Exercise requirements —
Output the records. Match them exactly.

[Region pointing data]
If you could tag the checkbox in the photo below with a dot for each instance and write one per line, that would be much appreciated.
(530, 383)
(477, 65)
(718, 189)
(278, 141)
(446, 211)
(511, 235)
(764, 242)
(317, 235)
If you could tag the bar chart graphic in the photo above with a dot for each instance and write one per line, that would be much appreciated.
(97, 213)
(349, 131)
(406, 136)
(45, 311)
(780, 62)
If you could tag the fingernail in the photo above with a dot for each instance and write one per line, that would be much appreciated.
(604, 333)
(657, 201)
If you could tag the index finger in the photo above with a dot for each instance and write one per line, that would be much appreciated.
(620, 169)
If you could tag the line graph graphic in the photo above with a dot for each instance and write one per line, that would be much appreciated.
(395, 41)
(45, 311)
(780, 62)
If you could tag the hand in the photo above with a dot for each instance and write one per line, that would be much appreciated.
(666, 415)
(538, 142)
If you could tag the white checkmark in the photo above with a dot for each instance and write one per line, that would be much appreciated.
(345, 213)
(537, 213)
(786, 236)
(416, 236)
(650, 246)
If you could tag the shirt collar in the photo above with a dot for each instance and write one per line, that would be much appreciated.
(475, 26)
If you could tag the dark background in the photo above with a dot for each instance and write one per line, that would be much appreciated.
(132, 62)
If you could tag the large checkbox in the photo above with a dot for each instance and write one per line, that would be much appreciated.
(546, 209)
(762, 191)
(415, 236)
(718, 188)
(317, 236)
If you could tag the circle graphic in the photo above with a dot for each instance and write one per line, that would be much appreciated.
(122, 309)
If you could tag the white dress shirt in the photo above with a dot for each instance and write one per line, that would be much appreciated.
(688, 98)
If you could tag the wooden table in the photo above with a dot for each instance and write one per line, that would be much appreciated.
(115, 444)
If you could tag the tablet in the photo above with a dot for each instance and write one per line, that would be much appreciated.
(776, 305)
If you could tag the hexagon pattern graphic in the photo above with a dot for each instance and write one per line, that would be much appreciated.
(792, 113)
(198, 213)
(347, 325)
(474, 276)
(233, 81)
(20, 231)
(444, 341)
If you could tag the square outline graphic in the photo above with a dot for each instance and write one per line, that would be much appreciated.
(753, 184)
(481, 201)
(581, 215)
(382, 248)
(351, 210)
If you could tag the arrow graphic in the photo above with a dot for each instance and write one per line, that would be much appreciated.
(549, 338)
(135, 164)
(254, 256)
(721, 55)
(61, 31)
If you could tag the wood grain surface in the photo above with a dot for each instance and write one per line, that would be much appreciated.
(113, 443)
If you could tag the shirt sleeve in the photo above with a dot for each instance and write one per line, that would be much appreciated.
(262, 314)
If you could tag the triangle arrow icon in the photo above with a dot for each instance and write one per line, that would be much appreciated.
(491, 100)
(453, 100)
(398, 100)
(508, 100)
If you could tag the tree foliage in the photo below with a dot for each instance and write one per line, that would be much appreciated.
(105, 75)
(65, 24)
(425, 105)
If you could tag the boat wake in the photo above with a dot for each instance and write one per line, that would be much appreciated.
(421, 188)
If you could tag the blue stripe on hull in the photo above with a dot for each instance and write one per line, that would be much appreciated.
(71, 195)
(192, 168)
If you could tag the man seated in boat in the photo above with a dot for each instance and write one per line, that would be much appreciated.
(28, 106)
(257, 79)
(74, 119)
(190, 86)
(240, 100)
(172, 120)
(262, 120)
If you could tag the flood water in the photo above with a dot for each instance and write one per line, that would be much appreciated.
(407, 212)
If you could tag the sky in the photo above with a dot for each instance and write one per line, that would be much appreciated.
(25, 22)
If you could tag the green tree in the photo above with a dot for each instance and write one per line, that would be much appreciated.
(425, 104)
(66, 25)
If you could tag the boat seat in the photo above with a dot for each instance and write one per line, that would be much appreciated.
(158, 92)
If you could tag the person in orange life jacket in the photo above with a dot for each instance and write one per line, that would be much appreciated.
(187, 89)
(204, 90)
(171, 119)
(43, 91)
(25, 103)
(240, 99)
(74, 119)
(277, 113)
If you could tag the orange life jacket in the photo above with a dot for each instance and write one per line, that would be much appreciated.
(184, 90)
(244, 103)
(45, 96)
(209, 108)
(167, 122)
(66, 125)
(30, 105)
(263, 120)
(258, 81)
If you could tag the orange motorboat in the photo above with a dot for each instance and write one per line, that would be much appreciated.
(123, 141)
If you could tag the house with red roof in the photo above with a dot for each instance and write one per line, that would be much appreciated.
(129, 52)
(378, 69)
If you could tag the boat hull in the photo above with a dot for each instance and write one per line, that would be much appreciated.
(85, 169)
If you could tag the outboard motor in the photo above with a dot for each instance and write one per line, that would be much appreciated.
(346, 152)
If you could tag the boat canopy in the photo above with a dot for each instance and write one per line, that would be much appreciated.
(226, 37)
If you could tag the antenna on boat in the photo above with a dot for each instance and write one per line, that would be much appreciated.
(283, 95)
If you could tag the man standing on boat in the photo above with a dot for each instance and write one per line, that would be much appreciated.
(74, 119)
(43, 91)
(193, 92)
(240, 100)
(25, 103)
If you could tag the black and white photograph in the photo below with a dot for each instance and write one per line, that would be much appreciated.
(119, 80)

Task answer —
If you could tag the checkbox in the photo below with a dot for each instance and write one per line, that would be much appreciated.
(530, 383)
(477, 65)
(718, 189)
(278, 141)
(446, 211)
(511, 235)
(764, 242)
(317, 235)
If you could tag the bar chart graphic in the photo above with a dot for each instance and write one per line, that would be much appreciated.
(97, 213)
(349, 131)
(406, 136)
(45, 311)
(780, 62)
If you could tag the fingernail in the photo above with a dot for each instance and write one per line, that would be much appreciated.
(604, 333)
(657, 201)
If you could tag the index finger in the photo above with a dot for each instance and write one per line, that would be much appreciated.
(620, 169)
If you could tag the line graph graphic in the photo above with a dot for each instance and write one per line, that would be much appreciated.
(395, 41)
(45, 311)
(780, 62)
If you could tag the hand in the photo above with a dot for each instance and write one per line, that would be much appreciated.
(666, 415)
(538, 142)
If you could tag the white checkmark in the photo above with a dot for each instance and write one per line, that would be much appreciated.
(345, 213)
(537, 213)
(786, 236)
(416, 236)
(650, 246)
If you could tag the shirt collar in the photo above with a dot for each instance and write one per line, that would be much appreciated.
(475, 26)
If you could tag the dark background in the photo above with a dot for each instance and write one per line, that would be much appreciated.
(132, 62)
If you could tag the large checkbox in the photo above with a dot for each instance and write one per line, that would be much appreciated.
(546, 209)
(762, 191)
(415, 236)
(718, 188)
(317, 236)
If you could tag the circle graphic in the photo above with a dot for each instance and write one per line, that would be much appreciated.
(122, 309)
If you could tag the white dress shirt in the photo above with a dot for each instance and write one per line, that would be much appreciated.
(688, 98)
If you could tag the wooden table in the photo above with a dot for each instance and write one per line, that would be much appreciated.
(115, 444)
If you could tag the tablet in the photo above with a dot for each instance and write one per line, that would be much appreciated.
(776, 305)
If you could tag the hexagon pattern graphic in the photo above with a dot for each instance and write one per line, that would be much appreciated.
(792, 113)
(198, 213)
(347, 325)
(474, 276)
(233, 81)
(20, 231)
(444, 341)
If you could tag the square outline graphic in the photo above with a dot for each instance and write one per line, that would be much appreciated.
(753, 184)
(481, 201)
(581, 215)
(382, 248)
(351, 210)
If you could tag the arrow graphic in the photo above with a dot for each instance and write one per line, that would be much appreciated.
(549, 338)
(135, 164)
(254, 256)
(721, 55)
(61, 31)
If you could tag the wood grain surface in the photo above with a dot for each instance and write one per line, that would be much appreciated.
(113, 443)
If you could tag the shirt sleeve in the photo above with a dot for each instance and write one per line, that would be much appreciated.
(262, 314)
If you could tag the triangle arrow icon in the photo above with a dot for each instance and write one per line, that would be much appreciated.
(491, 100)
(453, 100)
(398, 100)
(508, 100)
If you could tag the tree foliage in the photo below with a dot for each instance and write one per line, that would be much appreciated.
(105, 75)
(65, 24)
(425, 105)
If you could tag the boat wake in the photo above with a dot for each instance and write one per line, that would be much appreciated.
(421, 188)
If you could tag the blue stripe on hull in the photo above with a dot for each instance and write one per line, that would be much appreciated.
(71, 195)
(192, 168)
If you could tag the man seated in boat in the photo above with a dot for each instance and write one per line, that would be much appreciated.
(28, 106)
(257, 79)
(74, 119)
(190, 86)
(240, 100)
(172, 120)
(262, 120)
If you could tag the flood water in the photo above with a dot for each instance and write one per line, that would be much appreciated.
(407, 212)
If you could tag the sky in the photo above with a dot for each instance and write one per line, that would be much appreciated.
(25, 22)
If you could tag the green tree in the photo above with a dot for each instance and write one per line, that would be much appreciated.
(425, 104)
(66, 25)
If you could tag the boat seat in the photo above with a dot for each instance and write one per line, that would be much appreciated.
(158, 92)
If you could tag the person in orange life jacket in the photo above with a dot for each instance and write one per line, that would be much appreciated.
(187, 89)
(204, 90)
(171, 119)
(43, 91)
(25, 103)
(240, 99)
(74, 119)
(277, 113)
If you could tag the orange life jacket in the photo above with a dot for each instance and write one per line, that would be much appreciated.
(184, 90)
(244, 103)
(45, 96)
(209, 108)
(167, 122)
(66, 125)
(30, 105)
(263, 120)
(258, 81)
If you could tag the orange motorboat in the photo above with a dot for each instance and write one per line, that would be much appreciated.
(123, 141)
If you could tag the house with red roof in the photo above with a dot for each instance and write one per line, that would be much appreciated.
(129, 52)
(378, 69)
If you could tag the boat hull in the photo above with a dot for each instance and write one per line, that would be much appreciated.
(85, 169)
If you could tag the outboard motor in the photo above with a dot for each instance and write one per line, that would be much appreciated.
(346, 152)
If you could tag the boat canopy in the photo above with a dot for each instance and write one per line, that would be much appreciated.
(226, 37)
If you could tag the antenna on boat in the photo above with a dot for each instance and write one per line, that would be much appreciated.
(283, 95)
If you could tag the man standing on boat in the photo above with a dot for each instance and write one per line, that would be much appreciated.
(74, 119)
(43, 91)
(193, 92)
(240, 100)
(25, 103)
If you could tag the black and white photograph in the photo below with a dot for each instance and write one per line, that would be much appreciated.
(119, 80)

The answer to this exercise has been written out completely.